▶ [EXERCISE OBJECTIVE] Please print the records below again, line for line, with no changes.

▶ [Part of a data file]
▶

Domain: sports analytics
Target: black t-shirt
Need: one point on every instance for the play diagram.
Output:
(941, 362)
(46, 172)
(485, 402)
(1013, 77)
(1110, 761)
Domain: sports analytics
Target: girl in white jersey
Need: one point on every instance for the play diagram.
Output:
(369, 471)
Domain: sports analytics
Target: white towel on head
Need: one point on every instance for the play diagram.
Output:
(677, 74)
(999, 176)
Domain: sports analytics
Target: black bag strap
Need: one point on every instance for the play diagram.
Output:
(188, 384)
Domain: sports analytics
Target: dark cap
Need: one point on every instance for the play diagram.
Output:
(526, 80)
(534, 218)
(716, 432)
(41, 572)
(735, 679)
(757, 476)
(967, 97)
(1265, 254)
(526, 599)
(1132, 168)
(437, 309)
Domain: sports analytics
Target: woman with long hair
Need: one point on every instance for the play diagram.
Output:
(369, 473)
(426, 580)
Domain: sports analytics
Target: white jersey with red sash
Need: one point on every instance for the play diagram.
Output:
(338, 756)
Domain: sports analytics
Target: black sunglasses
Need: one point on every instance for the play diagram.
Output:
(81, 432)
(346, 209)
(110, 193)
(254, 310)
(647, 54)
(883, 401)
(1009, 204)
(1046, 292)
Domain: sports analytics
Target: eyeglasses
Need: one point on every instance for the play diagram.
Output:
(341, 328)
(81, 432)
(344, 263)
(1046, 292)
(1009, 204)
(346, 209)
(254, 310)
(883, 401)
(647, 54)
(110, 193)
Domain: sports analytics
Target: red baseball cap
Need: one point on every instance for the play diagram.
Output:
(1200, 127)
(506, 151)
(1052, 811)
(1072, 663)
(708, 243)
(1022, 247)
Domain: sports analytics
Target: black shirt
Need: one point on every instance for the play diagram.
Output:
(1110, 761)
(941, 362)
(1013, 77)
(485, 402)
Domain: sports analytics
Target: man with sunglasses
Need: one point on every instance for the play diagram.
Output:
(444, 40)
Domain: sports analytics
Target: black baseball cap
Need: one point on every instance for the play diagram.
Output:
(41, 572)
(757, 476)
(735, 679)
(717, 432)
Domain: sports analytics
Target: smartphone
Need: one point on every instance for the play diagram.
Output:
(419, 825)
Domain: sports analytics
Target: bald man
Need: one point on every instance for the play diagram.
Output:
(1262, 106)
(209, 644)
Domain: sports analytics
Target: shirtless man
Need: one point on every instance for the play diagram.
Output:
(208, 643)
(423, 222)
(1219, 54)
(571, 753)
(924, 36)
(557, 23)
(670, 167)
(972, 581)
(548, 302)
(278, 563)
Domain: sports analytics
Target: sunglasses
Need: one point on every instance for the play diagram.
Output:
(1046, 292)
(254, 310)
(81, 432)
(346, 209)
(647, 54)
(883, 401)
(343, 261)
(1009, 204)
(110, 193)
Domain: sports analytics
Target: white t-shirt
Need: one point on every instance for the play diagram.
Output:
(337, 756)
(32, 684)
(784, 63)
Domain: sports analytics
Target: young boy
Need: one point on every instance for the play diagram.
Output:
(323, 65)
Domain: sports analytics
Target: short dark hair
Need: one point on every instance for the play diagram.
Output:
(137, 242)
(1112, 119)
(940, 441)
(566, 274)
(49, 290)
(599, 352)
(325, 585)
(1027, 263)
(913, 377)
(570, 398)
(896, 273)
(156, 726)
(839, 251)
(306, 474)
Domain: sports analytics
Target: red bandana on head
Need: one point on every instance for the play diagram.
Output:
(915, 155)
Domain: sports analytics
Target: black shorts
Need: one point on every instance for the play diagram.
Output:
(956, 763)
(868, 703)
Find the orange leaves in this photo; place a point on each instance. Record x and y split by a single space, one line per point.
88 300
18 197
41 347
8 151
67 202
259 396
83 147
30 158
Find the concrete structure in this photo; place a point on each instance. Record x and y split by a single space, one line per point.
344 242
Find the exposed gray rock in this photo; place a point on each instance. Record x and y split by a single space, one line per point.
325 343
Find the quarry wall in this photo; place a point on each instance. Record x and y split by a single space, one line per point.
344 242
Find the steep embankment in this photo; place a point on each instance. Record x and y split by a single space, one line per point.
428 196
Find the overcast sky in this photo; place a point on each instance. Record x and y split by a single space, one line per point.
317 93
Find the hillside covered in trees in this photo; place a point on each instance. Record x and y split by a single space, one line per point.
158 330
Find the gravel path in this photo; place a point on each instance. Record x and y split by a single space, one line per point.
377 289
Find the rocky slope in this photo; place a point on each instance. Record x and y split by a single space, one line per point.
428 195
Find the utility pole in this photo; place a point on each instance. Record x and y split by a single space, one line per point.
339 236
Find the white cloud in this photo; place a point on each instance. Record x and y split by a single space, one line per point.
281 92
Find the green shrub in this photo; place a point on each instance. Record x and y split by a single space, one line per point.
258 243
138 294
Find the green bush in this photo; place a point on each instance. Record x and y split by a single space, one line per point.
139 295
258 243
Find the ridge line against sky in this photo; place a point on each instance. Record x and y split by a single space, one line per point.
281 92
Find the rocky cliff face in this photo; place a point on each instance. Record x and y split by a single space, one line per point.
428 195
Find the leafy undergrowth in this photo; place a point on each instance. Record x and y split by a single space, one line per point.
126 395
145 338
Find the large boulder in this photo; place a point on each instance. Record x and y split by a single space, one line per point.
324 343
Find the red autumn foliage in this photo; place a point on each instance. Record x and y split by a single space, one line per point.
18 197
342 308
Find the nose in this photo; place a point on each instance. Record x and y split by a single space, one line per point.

◀

▶ [CORRECT ANSWER]
Domain: sports analytics
Target: black t-shirt
Need: one point on every instance for the play diagram.
Output:
(941, 362)
(46, 172)
(485, 402)
(1013, 77)
(1110, 761)
Domain: sports analytics
Target: girl in white jersey
Need: one point on every instance for the play diagram.
Output:
(369, 471)
Domain: sports analytics
Target: white towel on head
Need: one point on every instance for the play diagram.
Output:
(677, 74)
(999, 176)
Domain: sports analytics
Target: black bag strap
Need: one point on every instance for the play diagram.
Output:
(188, 384)
Domain: sports analytics
Target: dark cap
Need: one point on every instance for the play diagram.
Output:
(526, 80)
(534, 218)
(716, 432)
(41, 572)
(735, 679)
(757, 476)
(967, 97)
(1265, 254)
(526, 599)
(1132, 168)
(437, 309)
Domain: sports analytics
Target: woman with long hair
Need: one point on every instance for the play diagram.
Output:
(369, 473)
(426, 580)
Domain: sports analytics
Target: white jersey with red sash
Need: one point on every instance for the play diagram.
Output:
(338, 756)
Domain: sports analytics
Target: black sunglasses
Need: one point on every instance for the play diagram.
Output:
(81, 432)
(346, 209)
(110, 193)
(254, 310)
(647, 54)
(883, 401)
(1009, 204)
(1046, 292)
Domain: sports analytics
Target: eyeglasses
Need: one point on every instance for the play diagram.
Output:
(341, 328)
(81, 432)
(344, 263)
(1046, 292)
(1009, 204)
(346, 209)
(254, 310)
(883, 401)
(647, 54)
(110, 193)
Domain: sports analytics
Target: red baseball cap
Need: one point on every instance for the play diagram.
Output:
(1200, 127)
(506, 151)
(1052, 811)
(1072, 663)
(708, 243)
(1022, 247)
Domain: sports analytics
Target: black shirt
Need: one point on every instance for the play diagram.
Output:
(1110, 761)
(941, 362)
(1013, 77)
(485, 402)
Domain: sports analytics
Target: man with sunglasses
Need: one point on every instance for the play diagram.
Output:
(444, 40)
Domain: sports analytics
Target: black baseball cap
Need: one point on every instance for the play diagram.
Output:
(41, 572)
(757, 476)
(735, 679)
(717, 432)
Domain: sports analytics
Target: smartphone
Need: one point on every instance for the play diagram.
Output:
(419, 825)
Domain: sports analytics
Target: bald man
Need: one point on every instance for the play diagram.
Output:
(1262, 106)
(209, 644)
Domain: sports analytics
Target: shirtless man
Need: one point on every instance for the play diagram.
Output:
(208, 643)
(423, 222)
(1219, 54)
(571, 753)
(924, 36)
(557, 23)
(670, 167)
(972, 581)
(548, 302)
(278, 563)
Domain: sports analytics
Target: sunglasses
Need: one point on every instance for the play diagram.
Output:
(1046, 292)
(254, 310)
(81, 432)
(346, 209)
(647, 54)
(883, 401)
(343, 261)
(1009, 204)
(110, 193)
Domain: sports analytics
Target: white t-shirt
Need: one point on every instance for the play diagram.
Output:
(337, 756)
(32, 684)
(784, 63)
Domain: sports analytics
Target: young boy
Need: one point on every instance for the play diagram.
Output:
(323, 65)
Domain: sports analytics
Target: short dark hair
Need: one point on every instance for the play diagram.
Output:
(137, 242)
(1112, 119)
(940, 441)
(566, 274)
(49, 290)
(599, 352)
(325, 585)
(1027, 263)
(913, 377)
(570, 398)
(896, 273)
(156, 726)
(839, 251)
(306, 474)
Domain: sports analytics
Target: red bandana on head
Need: one point on every instance for the play diagram.
Output:
(915, 155)
Domain: sports analytics
Target: black shorts
Need: one point on every instance for the play diagram.
Output:
(956, 763)
(868, 703)
Find the orange leaves in this photo; place a point on each instance. Record x and y split by a single space, one line per point.
88 300
18 197
41 347
8 151
67 202
259 396
83 147
30 158
Find the concrete structure in this photo; place a point on each instance. Record x and y split by a single space, one line per point.
344 242
Find the exposed gray rock in this photo; place a point on each instance. Record x and y split by a single space, one line per point.
325 343
Find the quarry wall in this photo; place a point on each instance. Record x and y split by a single space, one line per point.
344 242
Find the steep embankment in this photo; place a point on each instance. Record x and y split by a single space, one line per point.
428 196
Find the overcast sky in this photo; place a point on each instance. Record x and y split by a single space, one line per point.
317 93
Find the hillside covered in trees in this photo; place a point on each instance. Record x and y split by a single space, one line per point.
158 330
Find the gravel path in this photo; place a point on each instance. Record x and y split by a single space, one line per point.
377 289
Find the rocky slope in this photo; place a point on each instance. Record x and y split by a single space, one line per point.
428 195
Find the utility pole in this photo; place a point on each instance. Record x and y split by a single space, one line per point.
339 236
Find the white cloud in this photo; place a point on each instance. Record x and y split by a single space, one line per point.
281 92
Find the green shrub in this photo; place a point on each instance. Record x and y split by a single space, one line per point.
258 243
138 294
Find the green bush in this photo; place a point on each instance. Record x and y split by a single space, one line per point.
139 295
258 243
Find the ridge line against sky in this photo; place a point on each instance. Record x and y split by a single space, one line per point.
281 92
Find the rocky cliff face in this photo; place a point on each instance. Record x and y split by a single space, one line per point.
428 195
Find the leafy undergrowth in this photo; place a point on each instance. Record x and y split by a single space, one line per point.
126 395
145 338
Find the large boulder in this photo; place a point on each instance. Record x and y split by a single space, one line per point.
324 343
Find the red autumn foliage in this photo; place a point on each instance. Record x and y split by a single space, one line per point.
18 197
342 308
Find the nose in this photo; place a point on each instance. Record x and y split by a single space, one line per point.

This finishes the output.